▶ [Excerpts from a dataset]:
-------------------------
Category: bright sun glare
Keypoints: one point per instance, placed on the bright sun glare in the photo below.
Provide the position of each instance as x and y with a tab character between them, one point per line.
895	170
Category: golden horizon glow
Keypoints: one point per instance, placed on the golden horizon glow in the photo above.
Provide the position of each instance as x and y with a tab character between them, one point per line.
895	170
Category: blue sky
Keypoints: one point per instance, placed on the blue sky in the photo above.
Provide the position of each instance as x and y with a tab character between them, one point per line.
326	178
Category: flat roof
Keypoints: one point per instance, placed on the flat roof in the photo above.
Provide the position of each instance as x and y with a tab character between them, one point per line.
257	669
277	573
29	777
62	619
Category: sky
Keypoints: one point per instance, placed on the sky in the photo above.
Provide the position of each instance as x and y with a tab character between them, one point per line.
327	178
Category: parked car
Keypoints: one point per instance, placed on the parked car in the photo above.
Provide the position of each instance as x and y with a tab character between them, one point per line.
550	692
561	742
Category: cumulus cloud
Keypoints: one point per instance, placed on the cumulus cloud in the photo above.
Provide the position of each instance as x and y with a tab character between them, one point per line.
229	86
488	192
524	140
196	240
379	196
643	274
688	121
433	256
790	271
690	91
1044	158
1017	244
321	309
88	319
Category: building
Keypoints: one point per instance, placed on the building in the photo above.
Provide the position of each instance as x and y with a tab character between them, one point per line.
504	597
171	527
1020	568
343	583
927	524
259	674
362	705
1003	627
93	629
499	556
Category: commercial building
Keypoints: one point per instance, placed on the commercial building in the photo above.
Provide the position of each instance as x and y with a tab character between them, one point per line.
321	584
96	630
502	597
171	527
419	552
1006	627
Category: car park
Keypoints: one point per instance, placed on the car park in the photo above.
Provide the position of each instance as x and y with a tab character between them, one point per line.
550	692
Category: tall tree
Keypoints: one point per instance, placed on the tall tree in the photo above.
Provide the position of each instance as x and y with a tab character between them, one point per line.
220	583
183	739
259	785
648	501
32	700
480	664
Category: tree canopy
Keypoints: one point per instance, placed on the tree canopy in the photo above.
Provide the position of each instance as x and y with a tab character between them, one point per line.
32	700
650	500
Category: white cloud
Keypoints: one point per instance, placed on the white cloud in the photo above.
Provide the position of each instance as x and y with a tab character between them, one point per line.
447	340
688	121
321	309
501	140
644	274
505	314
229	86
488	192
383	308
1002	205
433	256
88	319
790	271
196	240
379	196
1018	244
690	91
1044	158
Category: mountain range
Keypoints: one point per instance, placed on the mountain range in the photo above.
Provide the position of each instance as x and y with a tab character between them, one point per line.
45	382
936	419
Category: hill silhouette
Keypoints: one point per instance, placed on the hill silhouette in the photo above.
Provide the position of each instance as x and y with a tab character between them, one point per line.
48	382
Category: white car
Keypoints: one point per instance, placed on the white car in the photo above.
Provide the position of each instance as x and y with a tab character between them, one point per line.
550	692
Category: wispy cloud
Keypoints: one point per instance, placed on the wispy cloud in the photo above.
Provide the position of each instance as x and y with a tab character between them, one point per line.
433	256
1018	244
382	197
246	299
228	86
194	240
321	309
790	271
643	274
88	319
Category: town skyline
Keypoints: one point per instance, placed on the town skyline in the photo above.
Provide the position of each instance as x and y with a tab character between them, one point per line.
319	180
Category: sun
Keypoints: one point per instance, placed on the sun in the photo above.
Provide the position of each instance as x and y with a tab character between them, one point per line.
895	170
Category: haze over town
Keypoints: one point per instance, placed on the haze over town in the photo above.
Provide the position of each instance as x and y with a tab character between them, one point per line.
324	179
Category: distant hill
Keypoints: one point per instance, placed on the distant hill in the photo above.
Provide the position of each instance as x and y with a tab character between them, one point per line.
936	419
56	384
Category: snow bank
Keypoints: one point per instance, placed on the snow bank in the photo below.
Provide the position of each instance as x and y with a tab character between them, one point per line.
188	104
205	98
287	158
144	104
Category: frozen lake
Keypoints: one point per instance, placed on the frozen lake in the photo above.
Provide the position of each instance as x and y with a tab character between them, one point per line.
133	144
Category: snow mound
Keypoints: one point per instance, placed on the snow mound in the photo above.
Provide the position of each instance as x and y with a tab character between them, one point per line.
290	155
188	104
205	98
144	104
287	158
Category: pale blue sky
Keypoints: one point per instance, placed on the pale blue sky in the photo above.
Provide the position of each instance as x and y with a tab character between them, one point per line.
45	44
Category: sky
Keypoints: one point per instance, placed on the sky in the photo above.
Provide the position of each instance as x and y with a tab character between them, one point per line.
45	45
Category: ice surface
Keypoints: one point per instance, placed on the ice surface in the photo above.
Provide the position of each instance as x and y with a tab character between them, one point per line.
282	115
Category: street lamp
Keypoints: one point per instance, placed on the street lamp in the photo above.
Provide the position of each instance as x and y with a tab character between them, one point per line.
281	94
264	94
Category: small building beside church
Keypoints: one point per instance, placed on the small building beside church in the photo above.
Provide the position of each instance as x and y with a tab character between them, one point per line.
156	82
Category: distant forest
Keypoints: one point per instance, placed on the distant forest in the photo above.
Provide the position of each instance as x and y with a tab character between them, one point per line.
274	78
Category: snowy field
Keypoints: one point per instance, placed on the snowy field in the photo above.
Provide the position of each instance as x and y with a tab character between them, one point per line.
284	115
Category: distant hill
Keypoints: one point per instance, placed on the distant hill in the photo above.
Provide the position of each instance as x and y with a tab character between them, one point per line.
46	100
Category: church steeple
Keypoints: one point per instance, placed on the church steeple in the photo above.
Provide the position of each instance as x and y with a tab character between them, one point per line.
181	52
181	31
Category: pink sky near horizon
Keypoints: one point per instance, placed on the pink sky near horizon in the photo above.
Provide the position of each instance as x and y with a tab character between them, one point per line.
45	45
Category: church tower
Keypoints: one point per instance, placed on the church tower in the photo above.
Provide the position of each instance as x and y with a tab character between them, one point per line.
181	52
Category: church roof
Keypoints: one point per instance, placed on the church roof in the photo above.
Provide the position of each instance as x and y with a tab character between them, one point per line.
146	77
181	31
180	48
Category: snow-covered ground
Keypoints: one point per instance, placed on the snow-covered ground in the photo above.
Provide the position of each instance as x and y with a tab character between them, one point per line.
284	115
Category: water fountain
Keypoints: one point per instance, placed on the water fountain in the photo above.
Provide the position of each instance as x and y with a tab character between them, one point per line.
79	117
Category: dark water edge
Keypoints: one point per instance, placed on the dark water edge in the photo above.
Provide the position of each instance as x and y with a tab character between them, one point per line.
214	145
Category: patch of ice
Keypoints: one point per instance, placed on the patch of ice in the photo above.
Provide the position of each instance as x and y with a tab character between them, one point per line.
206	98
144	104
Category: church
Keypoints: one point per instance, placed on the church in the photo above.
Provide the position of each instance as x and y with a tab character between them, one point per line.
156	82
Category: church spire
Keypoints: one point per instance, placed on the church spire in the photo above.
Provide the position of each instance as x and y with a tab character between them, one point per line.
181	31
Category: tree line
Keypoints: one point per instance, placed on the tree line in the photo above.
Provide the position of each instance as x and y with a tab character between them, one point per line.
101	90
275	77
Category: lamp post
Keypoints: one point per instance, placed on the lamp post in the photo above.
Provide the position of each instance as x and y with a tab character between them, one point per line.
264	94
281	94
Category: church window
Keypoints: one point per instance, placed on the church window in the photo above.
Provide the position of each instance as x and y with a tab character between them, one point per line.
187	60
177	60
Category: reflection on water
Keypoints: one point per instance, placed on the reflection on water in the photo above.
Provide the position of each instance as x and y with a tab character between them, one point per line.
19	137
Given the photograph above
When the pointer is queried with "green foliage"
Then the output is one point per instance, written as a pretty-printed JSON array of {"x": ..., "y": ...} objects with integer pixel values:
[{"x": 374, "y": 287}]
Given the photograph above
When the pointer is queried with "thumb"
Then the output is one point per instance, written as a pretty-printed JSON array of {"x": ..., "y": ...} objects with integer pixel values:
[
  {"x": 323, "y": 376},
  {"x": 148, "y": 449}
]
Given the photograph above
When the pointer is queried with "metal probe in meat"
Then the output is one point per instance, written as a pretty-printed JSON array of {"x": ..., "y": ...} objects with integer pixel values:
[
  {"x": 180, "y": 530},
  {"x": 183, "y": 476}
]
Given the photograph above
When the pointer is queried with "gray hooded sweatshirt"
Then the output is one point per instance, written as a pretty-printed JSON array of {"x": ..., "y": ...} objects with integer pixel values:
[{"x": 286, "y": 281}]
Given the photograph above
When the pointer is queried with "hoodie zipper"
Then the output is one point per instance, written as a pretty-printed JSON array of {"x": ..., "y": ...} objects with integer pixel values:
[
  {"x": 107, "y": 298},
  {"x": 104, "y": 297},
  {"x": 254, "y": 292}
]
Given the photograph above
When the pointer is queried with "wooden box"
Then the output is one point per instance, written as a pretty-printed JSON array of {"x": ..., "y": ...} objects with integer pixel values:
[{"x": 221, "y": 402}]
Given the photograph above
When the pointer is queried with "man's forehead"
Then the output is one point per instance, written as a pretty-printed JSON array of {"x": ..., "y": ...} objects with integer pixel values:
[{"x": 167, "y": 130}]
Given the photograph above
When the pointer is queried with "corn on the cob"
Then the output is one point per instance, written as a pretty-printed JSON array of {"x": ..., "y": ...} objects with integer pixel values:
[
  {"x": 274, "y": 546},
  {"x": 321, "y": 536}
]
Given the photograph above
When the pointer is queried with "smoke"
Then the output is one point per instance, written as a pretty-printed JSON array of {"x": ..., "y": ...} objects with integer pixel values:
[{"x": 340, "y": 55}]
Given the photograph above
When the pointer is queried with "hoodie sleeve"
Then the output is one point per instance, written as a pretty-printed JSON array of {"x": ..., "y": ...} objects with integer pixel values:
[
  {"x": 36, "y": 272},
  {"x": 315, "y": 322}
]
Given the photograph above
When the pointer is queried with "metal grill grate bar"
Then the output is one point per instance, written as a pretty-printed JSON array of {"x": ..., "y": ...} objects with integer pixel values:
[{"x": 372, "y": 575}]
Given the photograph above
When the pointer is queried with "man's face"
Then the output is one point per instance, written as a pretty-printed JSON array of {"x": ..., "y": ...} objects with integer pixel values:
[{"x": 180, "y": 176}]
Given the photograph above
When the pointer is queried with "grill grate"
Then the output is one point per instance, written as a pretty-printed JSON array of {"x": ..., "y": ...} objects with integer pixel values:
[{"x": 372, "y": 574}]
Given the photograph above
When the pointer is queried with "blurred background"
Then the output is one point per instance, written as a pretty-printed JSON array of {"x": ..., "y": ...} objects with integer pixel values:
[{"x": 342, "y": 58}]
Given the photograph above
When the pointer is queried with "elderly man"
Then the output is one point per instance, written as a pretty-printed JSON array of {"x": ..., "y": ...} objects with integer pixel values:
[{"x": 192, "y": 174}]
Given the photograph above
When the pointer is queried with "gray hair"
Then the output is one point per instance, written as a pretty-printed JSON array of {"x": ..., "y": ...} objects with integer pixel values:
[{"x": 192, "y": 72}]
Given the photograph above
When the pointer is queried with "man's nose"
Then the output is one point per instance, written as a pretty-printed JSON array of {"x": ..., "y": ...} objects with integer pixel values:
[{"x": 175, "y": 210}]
-------------------------
▶ [REQUIRED WORK]: Could you restate, word for word, the lines above from the one with "Category: frozen lake" to the one with "Category: snow mound", both included?

▶ [YOUR RESPONSE]:
Category: frozen lake
Keypoints: one point per instance, placed on the frozen lake in the photo above.
Provide the position of each instance as x and y with a tab character between them, one point per line.
133	144
Category: snow mound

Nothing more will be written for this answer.